** START OF Task input **

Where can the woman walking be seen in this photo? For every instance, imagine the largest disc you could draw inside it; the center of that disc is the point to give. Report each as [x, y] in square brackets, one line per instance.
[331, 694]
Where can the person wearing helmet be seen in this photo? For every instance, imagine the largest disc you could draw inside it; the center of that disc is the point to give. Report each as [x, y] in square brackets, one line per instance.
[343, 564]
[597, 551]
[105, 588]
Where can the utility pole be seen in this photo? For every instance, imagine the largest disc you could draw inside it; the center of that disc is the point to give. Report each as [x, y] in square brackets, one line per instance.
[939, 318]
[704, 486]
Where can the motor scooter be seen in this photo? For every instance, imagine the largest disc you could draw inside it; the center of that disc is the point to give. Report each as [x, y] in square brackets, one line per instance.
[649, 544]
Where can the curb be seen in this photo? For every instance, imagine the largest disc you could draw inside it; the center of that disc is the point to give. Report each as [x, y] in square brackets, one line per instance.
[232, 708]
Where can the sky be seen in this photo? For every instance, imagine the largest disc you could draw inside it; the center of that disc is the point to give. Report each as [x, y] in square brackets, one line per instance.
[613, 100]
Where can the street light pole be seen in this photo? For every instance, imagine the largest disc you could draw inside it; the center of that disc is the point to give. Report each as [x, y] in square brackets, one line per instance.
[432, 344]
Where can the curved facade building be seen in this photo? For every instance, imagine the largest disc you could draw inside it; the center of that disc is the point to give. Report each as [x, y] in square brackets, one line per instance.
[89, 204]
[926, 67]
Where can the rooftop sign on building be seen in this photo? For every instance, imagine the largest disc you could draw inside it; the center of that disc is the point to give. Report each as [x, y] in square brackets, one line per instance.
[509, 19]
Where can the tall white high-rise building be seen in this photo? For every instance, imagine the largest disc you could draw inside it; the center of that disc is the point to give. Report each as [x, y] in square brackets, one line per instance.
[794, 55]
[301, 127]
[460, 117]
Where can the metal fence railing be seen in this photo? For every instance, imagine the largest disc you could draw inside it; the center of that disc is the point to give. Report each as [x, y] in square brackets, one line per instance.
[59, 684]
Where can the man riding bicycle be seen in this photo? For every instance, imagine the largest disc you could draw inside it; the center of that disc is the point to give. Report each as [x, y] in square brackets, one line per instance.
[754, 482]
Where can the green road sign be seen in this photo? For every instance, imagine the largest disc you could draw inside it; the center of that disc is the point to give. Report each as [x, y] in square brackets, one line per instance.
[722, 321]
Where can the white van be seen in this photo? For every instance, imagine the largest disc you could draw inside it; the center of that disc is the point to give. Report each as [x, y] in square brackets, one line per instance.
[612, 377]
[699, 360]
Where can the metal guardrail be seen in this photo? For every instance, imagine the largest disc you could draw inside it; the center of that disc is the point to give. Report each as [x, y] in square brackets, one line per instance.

** END OF Task input **

Output the full listing exactly as it stands.

▶ Full answer:
Where can the woman walking be seen in this photo? For every instance, imagine the largest disc you could draw inside it; the center of that disc is the point to give. Report each as [x, y] in square brackets, one line per instance.
[331, 694]
Where can the person wearing helmet be seen in this photo? For every instance, imagine the largest disc you could draw inside it; the center of that disc is the point to give. Report each as [x, y] in square brackets, one line per instance.
[343, 564]
[597, 551]
[105, 588]
Where can the utility pole be seen in this photo? For every instance, imagine the largest disc you could draw inside it; the center of that disc is the point to give. Report each as [x, y] in square brackets, one line per instance.
[939, 318]
[704, 486]
Where can the motor scooter be seen in this photo? For every instance, imagine the largest disc you could draw inside it; the center of that disc is the point to give. Report each as [x, y] in square brackets, one line per instance.
[649, 544]
Where can the curb be seen in this photo? For every instance, imagine the largest disc you could draw inside it; the center of that disc is the point to give. Report each as [x, y] in square brackets, one line per instance.
[232, 708]
Where can the sky be seen in this photo? For every instance, imagine the largest disc you could draw inside it; the center of that disc is the point to give. Report each as [x, y] in square brackets, one line per instance.
[613, 100]
Where can the street light pole be seen in this photo? For every instance, imagine the largest disc you could draw inside it; the center of that disc is the point to give. Report each as [x, y] in square brackets, one line per instance.
[432, 344]
Where can the curved facade building be seen in this photo? For every instance, imagine the largest disc you could draw inside it; the center of that disc is the point to give. Report each as [x, y] in square brackets, one line per instance.
[89, 204]
[926, 67]
Where can the rooftop sign on building be seen in this photo? For every instance, imagine the largest disc you could draw inside it; the center of that disc is the point to give. Report each as [x, y] in square brackets, one line per instance.
[509, 19]
Where can the tall white high-rise building be seen in this photo? For every instance, imagine the largest disc you could draw inside it; the center of that disc is the point to give. Report each as [x, y] in square brackets, one line per instance.
[794, 55]
[301, 127]
[460, 117]
Where can the metal fence railing be seen in this photo? For every instance, imagine the largest disc you could draw inside it; the center of that disc is the point to give. Report each as [x, y] in square brackets, one line per instance.
[59, 684]
Where can the man riding bicycle be seen in this photo? For every instance, imagine the largest disc you could draw inside it; the center of that disc is the point to give. Report each as [x, y] in square brackets, one line per instance.
[754, 482]
Where can the green road sign be seen in this photo? For every instance, imagine the largest disc you could draw inside it; the center of that disc is the point to give. Report each as [x, y] in square brackets, one line per instance.
[722, 321]
Where can the white van be seen in this photo? For every instance, imagine the largest disc you could draw inside it; the center of that disc is the point to give. Report each as [x, y] in square brackets, one line per instance.
[612, 377]
[699, 360]
Where can the metal guardrail be seen in this photo? For every instance, imagine the largest disc you could draw inside it; the center of that disc is the point to give. Report each as [x, y] in square brackets, one line per instance.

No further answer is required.